### Exercise aim
Nothing outside the range below should be printed. Output exactly the lines from the line with "pixel 235 356." to the line with "pixel 1157 632.", both included.

### Information shown
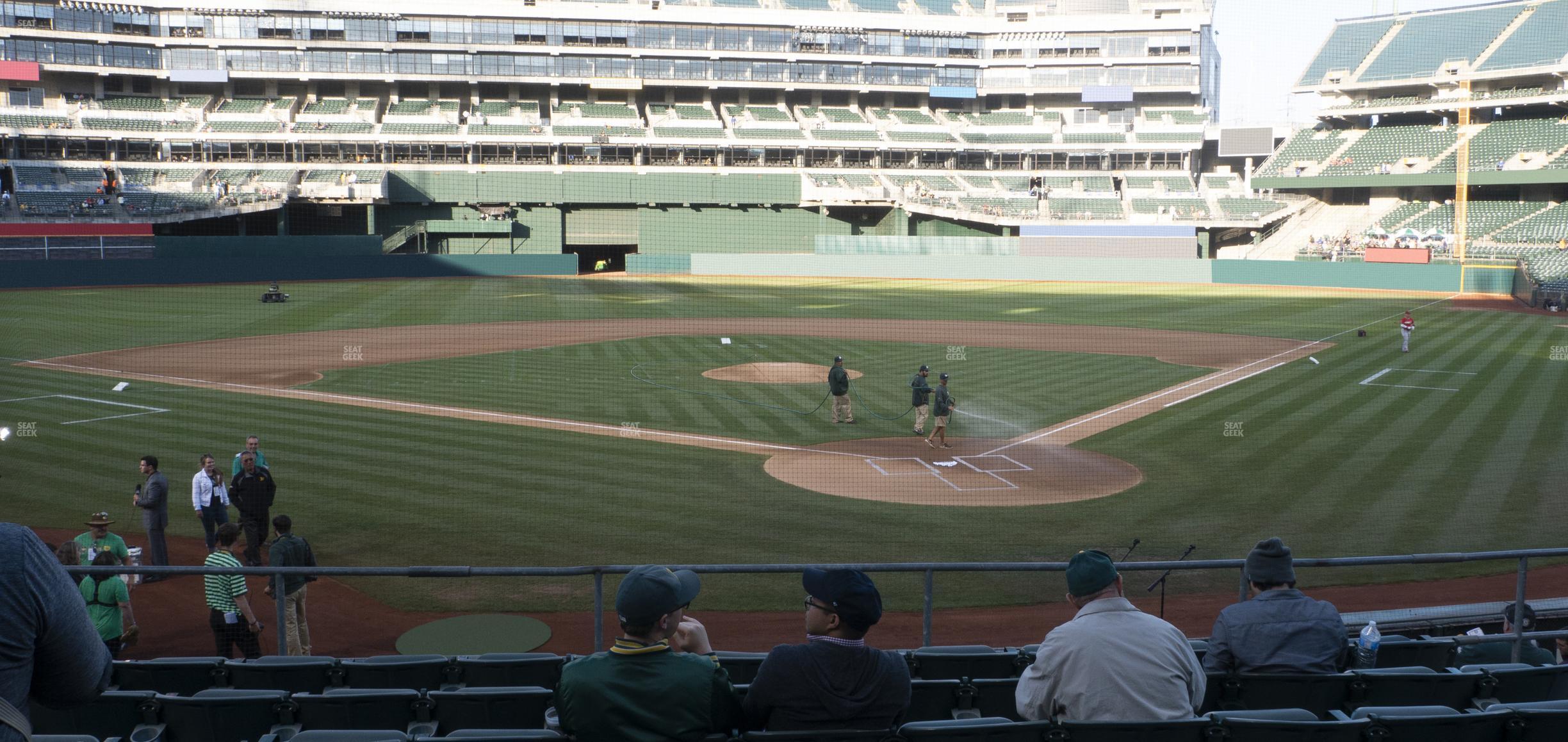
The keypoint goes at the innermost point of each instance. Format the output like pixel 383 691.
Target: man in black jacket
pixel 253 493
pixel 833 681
...
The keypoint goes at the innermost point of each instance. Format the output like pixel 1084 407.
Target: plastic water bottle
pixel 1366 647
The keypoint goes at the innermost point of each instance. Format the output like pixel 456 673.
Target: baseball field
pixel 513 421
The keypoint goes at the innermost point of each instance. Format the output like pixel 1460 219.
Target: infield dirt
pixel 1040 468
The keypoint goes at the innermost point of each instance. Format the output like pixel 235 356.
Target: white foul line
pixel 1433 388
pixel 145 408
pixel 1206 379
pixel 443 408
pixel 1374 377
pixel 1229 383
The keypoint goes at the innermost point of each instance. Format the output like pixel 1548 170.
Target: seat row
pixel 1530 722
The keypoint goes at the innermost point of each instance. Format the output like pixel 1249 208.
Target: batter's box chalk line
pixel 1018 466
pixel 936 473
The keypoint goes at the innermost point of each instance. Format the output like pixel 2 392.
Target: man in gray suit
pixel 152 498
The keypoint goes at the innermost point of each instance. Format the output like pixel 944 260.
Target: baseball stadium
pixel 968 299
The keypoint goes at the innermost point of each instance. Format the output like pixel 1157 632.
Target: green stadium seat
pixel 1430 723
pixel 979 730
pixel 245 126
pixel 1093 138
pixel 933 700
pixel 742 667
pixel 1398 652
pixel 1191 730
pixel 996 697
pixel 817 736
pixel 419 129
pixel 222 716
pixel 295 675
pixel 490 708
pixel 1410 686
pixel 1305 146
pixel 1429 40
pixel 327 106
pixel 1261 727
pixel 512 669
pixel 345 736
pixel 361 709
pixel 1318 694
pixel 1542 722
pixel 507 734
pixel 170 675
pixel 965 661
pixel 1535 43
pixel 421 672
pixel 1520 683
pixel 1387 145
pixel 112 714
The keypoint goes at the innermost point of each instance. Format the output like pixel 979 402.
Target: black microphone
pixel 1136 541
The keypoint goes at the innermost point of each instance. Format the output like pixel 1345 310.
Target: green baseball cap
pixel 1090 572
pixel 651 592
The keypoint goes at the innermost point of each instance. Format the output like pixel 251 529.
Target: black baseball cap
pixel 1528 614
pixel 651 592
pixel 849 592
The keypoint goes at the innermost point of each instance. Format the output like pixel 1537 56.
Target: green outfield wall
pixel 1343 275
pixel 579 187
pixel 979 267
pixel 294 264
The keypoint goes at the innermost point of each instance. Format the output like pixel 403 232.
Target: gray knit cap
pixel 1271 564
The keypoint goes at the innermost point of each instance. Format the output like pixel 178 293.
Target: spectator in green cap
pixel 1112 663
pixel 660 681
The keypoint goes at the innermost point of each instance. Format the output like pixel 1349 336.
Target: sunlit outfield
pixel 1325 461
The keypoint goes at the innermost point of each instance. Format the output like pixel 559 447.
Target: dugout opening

### Output for this task
The keypoint goes at the innermost point of each instance. Format the output like pixel 235 356.
Target: white foul line
pixel 1433 388
pixel 145 408
pixel 1206 379
pixel 443 408
pixel 1374 377
pixel 1229 383
The keypoint goes at the innermost point of each instance. Format the output like pixel 1548 170.
Target: seat row
pixel 1530 722
The keypoint goes at the innermost point of each instance. Format the output like pixel 1249 208.
Target: batter's box chalk line
pixel 1018 466
pixel 936 473
The keypoint goes at the innermost point of each instance. Format the output like pixel 2 392.
Target: man in gray suit
pixel 152 498
The keypoint goes at the innermost point of each instance. Format the output like pixel 944 260.
Target: baseball stadium
pixel 968 299
The keypoint goes at the innermost point of each instance. Format the output like pixel 1157 632.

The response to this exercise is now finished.